| What is required |
Repeat word for word everything from the line containing "the egret outstretched" to the end of the listing, first and last lines included, and only that.

| Stored entries |
========
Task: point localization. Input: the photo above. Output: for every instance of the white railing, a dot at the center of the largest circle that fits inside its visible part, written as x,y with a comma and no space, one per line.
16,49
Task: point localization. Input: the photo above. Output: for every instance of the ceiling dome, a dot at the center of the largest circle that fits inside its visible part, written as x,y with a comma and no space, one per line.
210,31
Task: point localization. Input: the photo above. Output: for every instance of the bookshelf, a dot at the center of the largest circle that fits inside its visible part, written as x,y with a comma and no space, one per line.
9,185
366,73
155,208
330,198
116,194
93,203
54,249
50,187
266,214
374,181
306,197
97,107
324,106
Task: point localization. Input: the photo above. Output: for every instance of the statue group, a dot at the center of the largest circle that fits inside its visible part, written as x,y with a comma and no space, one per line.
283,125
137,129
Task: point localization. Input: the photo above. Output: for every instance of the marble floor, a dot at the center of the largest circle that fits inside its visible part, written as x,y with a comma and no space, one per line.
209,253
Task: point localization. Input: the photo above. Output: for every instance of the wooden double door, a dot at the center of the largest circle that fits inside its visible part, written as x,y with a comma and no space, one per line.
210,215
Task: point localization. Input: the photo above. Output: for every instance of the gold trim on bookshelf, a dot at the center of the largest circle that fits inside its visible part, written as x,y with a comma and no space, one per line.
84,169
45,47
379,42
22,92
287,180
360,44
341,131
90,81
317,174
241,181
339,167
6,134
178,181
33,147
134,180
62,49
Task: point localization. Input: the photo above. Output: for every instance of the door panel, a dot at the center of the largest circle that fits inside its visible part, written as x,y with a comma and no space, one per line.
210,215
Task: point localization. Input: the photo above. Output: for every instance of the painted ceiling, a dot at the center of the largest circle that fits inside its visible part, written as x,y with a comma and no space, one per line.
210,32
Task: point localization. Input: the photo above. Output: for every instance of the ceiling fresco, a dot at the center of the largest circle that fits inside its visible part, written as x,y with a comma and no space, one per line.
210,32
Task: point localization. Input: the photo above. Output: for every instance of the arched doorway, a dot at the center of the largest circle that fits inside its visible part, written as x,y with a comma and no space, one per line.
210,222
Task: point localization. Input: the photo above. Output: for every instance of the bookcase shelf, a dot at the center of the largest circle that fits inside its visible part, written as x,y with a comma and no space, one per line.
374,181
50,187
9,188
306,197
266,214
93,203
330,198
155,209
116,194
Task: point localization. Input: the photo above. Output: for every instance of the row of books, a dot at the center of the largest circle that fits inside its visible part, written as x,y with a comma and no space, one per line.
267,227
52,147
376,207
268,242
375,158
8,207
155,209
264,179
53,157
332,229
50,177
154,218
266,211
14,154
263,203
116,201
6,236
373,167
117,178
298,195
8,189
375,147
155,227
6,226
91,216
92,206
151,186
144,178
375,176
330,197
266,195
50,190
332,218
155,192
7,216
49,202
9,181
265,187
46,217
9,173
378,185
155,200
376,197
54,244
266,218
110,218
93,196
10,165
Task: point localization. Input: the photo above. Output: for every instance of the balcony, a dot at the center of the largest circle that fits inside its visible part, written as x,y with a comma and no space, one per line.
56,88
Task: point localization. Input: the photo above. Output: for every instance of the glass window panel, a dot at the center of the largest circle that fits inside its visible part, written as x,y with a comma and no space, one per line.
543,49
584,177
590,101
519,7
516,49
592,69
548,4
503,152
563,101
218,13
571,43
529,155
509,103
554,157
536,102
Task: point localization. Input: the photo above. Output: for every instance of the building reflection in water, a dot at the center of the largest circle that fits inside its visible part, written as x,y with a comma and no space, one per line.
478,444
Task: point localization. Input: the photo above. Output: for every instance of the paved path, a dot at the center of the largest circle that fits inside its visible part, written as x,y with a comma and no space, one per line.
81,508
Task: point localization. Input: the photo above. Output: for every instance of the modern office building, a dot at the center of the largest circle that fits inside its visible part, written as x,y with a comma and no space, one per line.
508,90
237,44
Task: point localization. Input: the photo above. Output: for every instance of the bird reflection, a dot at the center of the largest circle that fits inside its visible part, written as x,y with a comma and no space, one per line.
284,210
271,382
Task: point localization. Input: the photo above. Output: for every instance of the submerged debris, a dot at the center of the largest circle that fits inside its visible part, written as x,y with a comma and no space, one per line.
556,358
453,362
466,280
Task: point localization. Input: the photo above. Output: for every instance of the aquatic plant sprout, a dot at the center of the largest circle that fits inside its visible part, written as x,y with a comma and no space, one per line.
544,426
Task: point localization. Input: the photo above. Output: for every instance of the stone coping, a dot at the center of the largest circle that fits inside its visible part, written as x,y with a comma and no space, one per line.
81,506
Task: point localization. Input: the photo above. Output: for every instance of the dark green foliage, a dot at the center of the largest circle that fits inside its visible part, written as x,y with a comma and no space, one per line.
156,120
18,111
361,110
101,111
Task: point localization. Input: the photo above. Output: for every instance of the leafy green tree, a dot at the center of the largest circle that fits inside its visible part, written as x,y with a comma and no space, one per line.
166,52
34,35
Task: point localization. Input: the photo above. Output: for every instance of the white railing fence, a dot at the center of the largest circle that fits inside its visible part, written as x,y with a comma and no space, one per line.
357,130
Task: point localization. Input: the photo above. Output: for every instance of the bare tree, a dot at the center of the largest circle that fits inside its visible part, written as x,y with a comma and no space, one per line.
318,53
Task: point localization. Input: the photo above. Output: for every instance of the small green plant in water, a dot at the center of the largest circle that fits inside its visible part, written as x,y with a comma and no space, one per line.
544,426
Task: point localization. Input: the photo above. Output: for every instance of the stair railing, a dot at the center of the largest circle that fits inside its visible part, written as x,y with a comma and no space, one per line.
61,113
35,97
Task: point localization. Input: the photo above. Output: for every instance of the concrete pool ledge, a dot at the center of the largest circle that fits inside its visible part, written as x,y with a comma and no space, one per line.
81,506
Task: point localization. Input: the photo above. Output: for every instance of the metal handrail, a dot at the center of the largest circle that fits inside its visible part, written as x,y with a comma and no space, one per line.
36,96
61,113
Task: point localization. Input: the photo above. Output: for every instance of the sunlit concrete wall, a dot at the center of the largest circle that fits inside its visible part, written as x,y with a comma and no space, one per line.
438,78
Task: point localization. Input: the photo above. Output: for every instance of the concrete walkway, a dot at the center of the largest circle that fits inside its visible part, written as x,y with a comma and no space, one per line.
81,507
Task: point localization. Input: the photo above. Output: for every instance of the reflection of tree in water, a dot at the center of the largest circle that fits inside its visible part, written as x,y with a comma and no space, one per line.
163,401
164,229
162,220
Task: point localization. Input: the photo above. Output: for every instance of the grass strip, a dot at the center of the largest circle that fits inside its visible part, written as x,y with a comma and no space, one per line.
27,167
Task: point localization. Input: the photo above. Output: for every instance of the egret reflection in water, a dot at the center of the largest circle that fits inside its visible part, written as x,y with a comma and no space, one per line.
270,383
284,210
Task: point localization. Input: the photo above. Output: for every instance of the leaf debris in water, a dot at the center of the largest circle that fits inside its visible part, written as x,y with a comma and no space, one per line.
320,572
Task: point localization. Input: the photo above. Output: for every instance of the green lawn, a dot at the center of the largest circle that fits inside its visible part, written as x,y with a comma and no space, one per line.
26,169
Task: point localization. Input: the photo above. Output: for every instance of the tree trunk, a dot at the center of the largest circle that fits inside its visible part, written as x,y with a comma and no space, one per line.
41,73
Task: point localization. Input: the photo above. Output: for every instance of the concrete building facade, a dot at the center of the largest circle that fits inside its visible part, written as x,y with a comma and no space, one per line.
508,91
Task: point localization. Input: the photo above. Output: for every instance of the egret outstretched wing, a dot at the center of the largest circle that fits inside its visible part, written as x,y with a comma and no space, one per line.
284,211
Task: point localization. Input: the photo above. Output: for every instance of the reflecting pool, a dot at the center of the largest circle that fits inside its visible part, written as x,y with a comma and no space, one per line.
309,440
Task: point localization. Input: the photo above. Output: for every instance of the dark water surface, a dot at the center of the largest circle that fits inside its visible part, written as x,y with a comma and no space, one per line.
========
| Solution for this problem |
Task: point localization. Input: the photo above. Output: for every instance of the egret outstretched wing, a dot at the center of the largest circle that fits inside its visible part, written as x,y with a comma and no space, one per line.
284,211
Task: point localization. Input: the photo above. Output: for every instance of the reflecting pool, a dot at the center of the largest circle that fits inside its visible part, written as x,y with a comma and no space, one per line.
309,440
Task: point localization. Input: the photo above. Output: for every instance of the dark water surface, a dot at the center of the largest circle that fits inside its visible part, written as x,y with a comma and no space, one per line.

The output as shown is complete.